EXERCISE PROMPT: The data is to be set down once more, exactly as it reads.

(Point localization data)
=-=-=
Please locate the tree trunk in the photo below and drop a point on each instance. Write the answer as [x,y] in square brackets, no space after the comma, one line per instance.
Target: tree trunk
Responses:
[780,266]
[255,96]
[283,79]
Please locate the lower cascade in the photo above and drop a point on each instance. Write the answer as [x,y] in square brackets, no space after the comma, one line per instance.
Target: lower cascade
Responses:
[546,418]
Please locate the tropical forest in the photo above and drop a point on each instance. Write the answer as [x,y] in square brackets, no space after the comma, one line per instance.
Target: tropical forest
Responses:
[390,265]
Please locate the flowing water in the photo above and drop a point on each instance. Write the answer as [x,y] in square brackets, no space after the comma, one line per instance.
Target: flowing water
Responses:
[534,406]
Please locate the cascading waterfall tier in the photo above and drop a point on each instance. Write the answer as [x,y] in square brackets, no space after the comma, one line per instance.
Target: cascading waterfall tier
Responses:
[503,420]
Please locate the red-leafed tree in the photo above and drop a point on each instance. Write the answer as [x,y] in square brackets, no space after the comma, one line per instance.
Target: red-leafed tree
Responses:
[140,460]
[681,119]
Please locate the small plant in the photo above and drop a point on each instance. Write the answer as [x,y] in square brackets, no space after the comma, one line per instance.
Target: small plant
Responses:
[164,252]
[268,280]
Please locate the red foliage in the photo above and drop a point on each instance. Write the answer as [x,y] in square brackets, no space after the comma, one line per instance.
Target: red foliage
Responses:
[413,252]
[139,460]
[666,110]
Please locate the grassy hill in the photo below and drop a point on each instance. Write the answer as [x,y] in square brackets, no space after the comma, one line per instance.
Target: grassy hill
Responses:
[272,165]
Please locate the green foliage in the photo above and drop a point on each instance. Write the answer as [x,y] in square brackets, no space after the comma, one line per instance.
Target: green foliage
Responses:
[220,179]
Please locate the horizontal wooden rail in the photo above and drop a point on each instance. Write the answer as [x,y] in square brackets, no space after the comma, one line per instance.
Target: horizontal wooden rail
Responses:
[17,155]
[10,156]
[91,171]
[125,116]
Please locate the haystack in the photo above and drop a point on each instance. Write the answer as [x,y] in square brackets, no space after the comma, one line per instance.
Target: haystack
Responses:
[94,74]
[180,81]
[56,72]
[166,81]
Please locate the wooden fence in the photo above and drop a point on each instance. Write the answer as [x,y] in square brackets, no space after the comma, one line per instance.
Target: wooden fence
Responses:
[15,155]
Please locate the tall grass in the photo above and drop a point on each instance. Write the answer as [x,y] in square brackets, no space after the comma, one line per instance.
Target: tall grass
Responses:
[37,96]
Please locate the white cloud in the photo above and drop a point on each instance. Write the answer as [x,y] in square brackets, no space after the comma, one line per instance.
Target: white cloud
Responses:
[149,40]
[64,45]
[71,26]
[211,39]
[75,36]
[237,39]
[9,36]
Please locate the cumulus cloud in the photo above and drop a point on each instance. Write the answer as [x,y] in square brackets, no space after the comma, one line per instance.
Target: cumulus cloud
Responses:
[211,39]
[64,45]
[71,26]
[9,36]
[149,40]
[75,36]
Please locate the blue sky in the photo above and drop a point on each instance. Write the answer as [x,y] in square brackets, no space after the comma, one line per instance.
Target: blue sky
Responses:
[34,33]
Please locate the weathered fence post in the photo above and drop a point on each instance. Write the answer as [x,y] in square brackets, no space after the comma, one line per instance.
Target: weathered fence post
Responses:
=-=-=
FINISHED TASK:
Please locate the tree trunk in the photo below and drop a point on each instance. Write the answer as [x,y] in square brackets, no space after the comma, one line per instance.
Target: tree trunk
Responses:
[780,266]
[255,96]
[283,79]
Please locate the lower cascade in the photo above and drop a point on each instance. Write the answer as [x,y] in square brackets, no space after the comma, one line per instance.
Target: lower cascade
Responses:
[546,418]
Please locate the tropical forest in the photo above and drop a point on each instance. Write the answer as [x,y] in square brackets, no space after the comma, one line per instance.
Target: tropical forest
Responses:
[390,265]
Please locate the flowing water in the photo above and drop a point on each instance. Write the answer as [x,y] in square brackets, no space after the comma, one line per instance.
Target: flowing water
Responses:
[534,406]
Please locate the cascading waterfall tier in the photo above and drop a point on each instance. Write the answer as [x,y] in square brackets, no space after the comma, one line per instance.
Target: cascading waterfall tier
Responses:
[503,420]
Please locate the red-leafed tree in the photo above and drop a point on each instance. Write the answer as [x,y] in square brackets, no space after the comma, one line per instance.
Target: red-leafed tree
Responses:
[140,460]
[681,119]
Please locate the small plant in the photo above and drop a point on each instance. Write the answer as [x,y] in square brackets, no space after the comma, one line per instance.
Target: small plant
Responses:
[164,252]
[268,280]
Please locate the red foliage in the photo above and drop a point on each instance. Write the answer as [x,y] in square brackets, no space after the comma, one line per instance.
Target: red foliage
Responses:
[413,252]
[139,460]
[666,110]
Please locate the grassy hill in the photo below and drop a point on each instance. Write the answer as [x,y] in square brackets, no space after the comma, one line per instance.
Target: grassy hill
Responses:
[272,165]
Please locate the green foliage in the photo above and drop a point on each instance. Write the answer as [x,y] in square brackets, no space after the comma, one line per instance.
Target: green foliage
Responses:
[220,179]
Please locate the horizontal wooden rail in the photo above and drop a point on each instance. Write the answer as [x,y] in square brackets, no space after the comma, one line per instance.
Target: horizontal wooden rail
Responses:
[17,155]
[10,156]
[91,171]
[125,116]
Please locate the haystack in the photo above and drop a point on each instance. Write the answer as [x,y] in square brackets, no space after the comma, one line per instance.
Target: haystack
Responses:
[94,74]
[180,81]
[56,72]
[166,81]
Please locate the wooden fence in the photo above and drop a point on each instance. Write the answer as [x,y] in square brackets, no space after the comma, one line per instance.
Target: wooden fence
Responses:
[15,155]
Please locate the tall grass in the photo above and drop a point on each instance. Write the answer as [x,y] in square brackets, no space after the comma, one line per instance.
Target: tall grass
Responses:
[37,96]
Please locate the white cloud in the photo above and drop a point on each instance. Write the answer as [x,y] in square brackets, no space after the comma, one line per instance.
Target: white cloud
Responses:
[149,40]
[64,45]
[71,26]
[211,39]
[75,36]
[237,39]
[9,36]
Please locate the cumulus cloud in the photo above and drop a point on each instance. Write the answer as [x,y] in square brackets, no space after the comma, one line per instance.
Target: cumulus cloud
Responses:
[211,39]
[64,45]
[71,26]
[9,36]
[149,40]
[75,36]
Please locate the blue sky in the photo above and drop a point on each instance. Write the answer as [x,y] in square brackets, no space after the comma, one line per instance.
Target: blue sky
Responses:
[34,33]
Please locate the weathered fence post in the photo above and drop a point on each instance. Write the answer as [x,y] in square brackets, no space after the comma, one line per instance.
Target: weathered fence post
Responses:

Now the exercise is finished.